- Extrait du texte -
########################################
5. D'une part, il ressort de la décision du 29 janvier 2024 qu'en tenant compte notamment des attaches familiales de Mme C... et de l'ancienneté de sa présence en France tout en soulignant qu'elle avait fait l'objet d'un premier refus de titre de séjour le 26 mai 2014 puis d'un second refus de titre assorti d'une obligation de quitter le territoire français le 2 août 2017 à laquelle l'intéressée ne s'est pas conformée, le préfet s'est borné à porter une appréciation globale sur la situation de l'intéressée en faisant application des dispositions précitées de l'article L. 435-2 du code de l'entrée et du séjour des étrangers et du droit d'asile, sans ajouter une condition non prévue par ces dernières. Par ailleurs, si celles-ci n'imposent pas à l'étranger la production d'un contrat de travail, d'une promesse d'embauche ou la réalisation d'une formation professionnelle, leur absence peut toutefois être légalement retenue comme un élément de fait par le préfet dans le cadre de son pouvoir d'appréciation, sans que celui-ci commette une erreur de droit.
########################################
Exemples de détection
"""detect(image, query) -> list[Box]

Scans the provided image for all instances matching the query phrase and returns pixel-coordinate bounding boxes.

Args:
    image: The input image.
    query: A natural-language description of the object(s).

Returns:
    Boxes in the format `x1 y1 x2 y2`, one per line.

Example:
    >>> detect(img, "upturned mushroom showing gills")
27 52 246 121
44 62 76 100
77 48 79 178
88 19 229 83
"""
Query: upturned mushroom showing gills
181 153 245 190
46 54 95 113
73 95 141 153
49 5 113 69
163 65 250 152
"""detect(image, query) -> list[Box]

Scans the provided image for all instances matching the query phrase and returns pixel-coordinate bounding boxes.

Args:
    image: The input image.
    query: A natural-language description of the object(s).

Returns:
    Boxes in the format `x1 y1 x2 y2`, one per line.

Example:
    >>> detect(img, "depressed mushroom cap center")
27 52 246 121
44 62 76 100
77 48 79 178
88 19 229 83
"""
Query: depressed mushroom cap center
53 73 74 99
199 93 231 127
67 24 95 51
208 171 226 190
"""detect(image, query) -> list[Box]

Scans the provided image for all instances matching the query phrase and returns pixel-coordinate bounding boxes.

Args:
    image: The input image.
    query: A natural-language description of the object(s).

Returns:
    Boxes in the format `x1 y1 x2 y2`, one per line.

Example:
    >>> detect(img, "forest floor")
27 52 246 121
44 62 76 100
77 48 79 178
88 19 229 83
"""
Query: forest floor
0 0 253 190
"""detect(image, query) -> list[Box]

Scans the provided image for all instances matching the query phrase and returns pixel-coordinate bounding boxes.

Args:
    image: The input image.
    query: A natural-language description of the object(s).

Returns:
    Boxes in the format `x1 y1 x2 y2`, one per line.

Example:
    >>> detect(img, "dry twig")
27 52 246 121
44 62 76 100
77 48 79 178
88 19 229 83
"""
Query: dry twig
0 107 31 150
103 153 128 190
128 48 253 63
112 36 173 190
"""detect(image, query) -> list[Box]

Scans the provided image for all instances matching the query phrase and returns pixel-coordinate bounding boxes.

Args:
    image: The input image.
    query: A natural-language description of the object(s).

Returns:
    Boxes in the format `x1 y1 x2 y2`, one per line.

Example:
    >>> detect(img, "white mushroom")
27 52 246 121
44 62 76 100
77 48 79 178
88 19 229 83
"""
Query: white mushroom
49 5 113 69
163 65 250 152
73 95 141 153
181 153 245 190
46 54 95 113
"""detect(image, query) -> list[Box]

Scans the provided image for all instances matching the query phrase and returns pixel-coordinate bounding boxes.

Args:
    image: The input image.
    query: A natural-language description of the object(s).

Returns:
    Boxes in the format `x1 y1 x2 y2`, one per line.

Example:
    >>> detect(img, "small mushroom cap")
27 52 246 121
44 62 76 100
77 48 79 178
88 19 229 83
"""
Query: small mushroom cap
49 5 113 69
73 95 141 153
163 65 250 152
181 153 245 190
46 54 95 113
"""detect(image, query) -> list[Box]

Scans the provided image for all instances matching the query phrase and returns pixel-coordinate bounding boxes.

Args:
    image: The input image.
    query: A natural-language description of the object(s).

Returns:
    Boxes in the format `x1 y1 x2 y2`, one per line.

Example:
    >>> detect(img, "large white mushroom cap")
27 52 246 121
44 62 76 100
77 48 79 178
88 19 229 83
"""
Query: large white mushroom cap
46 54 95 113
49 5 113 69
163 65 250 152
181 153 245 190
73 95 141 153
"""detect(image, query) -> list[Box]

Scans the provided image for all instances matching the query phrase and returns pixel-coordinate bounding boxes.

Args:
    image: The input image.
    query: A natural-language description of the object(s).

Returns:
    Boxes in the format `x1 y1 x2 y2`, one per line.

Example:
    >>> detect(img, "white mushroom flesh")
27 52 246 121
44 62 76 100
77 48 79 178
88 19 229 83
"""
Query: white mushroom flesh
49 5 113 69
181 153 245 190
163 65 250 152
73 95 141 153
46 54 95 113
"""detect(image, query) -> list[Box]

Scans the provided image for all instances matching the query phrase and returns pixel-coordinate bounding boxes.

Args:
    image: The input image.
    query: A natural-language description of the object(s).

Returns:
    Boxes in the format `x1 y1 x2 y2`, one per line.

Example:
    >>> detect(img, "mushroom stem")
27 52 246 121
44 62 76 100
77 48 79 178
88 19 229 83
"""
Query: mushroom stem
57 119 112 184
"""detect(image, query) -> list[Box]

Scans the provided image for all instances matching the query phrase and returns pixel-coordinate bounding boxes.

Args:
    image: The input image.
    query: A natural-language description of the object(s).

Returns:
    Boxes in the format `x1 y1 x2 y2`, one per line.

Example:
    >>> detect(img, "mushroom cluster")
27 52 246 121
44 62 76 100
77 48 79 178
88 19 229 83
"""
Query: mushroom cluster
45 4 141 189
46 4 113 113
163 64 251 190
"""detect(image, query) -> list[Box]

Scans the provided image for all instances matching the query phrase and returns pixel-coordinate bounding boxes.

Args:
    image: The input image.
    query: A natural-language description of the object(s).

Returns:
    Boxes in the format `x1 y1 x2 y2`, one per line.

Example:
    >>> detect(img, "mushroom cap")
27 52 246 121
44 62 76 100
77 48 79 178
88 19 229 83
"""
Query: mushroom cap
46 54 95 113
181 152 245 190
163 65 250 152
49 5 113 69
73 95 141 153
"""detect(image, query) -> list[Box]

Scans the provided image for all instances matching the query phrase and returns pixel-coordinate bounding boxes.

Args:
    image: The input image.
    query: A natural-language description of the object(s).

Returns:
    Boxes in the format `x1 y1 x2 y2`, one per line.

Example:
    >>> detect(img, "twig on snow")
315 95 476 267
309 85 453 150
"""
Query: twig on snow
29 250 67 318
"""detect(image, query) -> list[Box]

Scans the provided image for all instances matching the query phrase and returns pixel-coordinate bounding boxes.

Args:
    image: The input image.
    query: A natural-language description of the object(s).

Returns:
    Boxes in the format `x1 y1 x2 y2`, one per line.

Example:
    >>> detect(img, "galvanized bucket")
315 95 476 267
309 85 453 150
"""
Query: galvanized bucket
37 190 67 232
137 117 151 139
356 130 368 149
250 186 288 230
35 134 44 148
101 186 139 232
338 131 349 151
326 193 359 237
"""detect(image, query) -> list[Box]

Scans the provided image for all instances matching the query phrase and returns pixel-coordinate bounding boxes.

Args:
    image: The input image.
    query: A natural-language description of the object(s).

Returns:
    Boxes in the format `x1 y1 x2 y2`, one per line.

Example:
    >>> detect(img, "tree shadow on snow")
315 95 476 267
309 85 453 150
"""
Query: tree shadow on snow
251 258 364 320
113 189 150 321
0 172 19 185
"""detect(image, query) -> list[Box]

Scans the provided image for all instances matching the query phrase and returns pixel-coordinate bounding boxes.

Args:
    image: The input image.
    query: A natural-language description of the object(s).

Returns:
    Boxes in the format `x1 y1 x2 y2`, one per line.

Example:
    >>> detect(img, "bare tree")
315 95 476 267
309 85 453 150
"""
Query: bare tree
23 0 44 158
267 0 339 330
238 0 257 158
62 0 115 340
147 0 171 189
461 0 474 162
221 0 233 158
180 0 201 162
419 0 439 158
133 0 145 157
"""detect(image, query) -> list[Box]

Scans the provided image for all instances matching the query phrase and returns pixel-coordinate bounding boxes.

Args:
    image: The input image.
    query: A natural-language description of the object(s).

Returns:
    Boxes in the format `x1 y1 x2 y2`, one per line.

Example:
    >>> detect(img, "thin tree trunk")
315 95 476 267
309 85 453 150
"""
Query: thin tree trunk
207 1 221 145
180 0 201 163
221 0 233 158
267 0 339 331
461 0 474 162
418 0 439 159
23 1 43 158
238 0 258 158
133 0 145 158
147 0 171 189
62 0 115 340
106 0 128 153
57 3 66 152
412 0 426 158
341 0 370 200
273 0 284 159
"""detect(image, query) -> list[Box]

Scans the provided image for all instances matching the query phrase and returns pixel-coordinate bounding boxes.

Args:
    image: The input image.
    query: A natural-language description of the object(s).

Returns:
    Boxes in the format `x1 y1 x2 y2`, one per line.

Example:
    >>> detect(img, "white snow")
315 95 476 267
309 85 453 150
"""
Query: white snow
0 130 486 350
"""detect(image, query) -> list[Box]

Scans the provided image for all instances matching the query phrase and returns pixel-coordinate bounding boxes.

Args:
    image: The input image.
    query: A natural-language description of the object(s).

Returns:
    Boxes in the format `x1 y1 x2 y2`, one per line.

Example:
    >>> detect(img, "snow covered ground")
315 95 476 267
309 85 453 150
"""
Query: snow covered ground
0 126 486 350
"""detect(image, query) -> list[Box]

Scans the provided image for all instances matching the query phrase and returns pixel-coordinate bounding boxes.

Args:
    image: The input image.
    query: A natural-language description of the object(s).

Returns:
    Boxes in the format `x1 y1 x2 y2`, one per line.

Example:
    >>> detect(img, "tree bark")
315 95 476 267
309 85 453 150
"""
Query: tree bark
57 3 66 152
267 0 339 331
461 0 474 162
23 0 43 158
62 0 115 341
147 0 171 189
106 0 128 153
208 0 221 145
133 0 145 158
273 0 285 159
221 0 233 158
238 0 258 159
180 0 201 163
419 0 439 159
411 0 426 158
########################################
Restituez en entier, sans rien modifier, l'extrait de décision sur le refus de titre de séjour.

5. D'une part, il ressort de la décision du 29 janvier 2024 qu'en tenant compte notamment des attaches familiales de Mme C... et de l'ancienneté de sa présence en France tout en soulignant qu'elle avait fait l'objet d'un premier refus de titre de séjour le 26 mai 2014 puis d'un second refus de titre assorti d'une obligation de quitter le territoire français le 2 août 2017 à laquelle l'intéressée ne s'est pas conformée, le préfet s'est borné à porter une appréciation globale sur la situation de l'intéressée en faisant application des dispositions précitées de l'article L. 435-2 du code de l'entrée et du séjour des étrangers et du droit d'asile, sans ajouter une condition non prévue par ces dernières. Par ailleurs, si celles-ci n'imposent pas à l'étranger la production d'un contrat de travail, d'une promesse d'embauche ou la réalisation d'une formation professionnelle, leur absence peut toutefois être légalement retenue comme un élément de fait par le préfet dans le cadre de son pouvoir d'appréciation, sans que celui-ci commette une erreur de droit.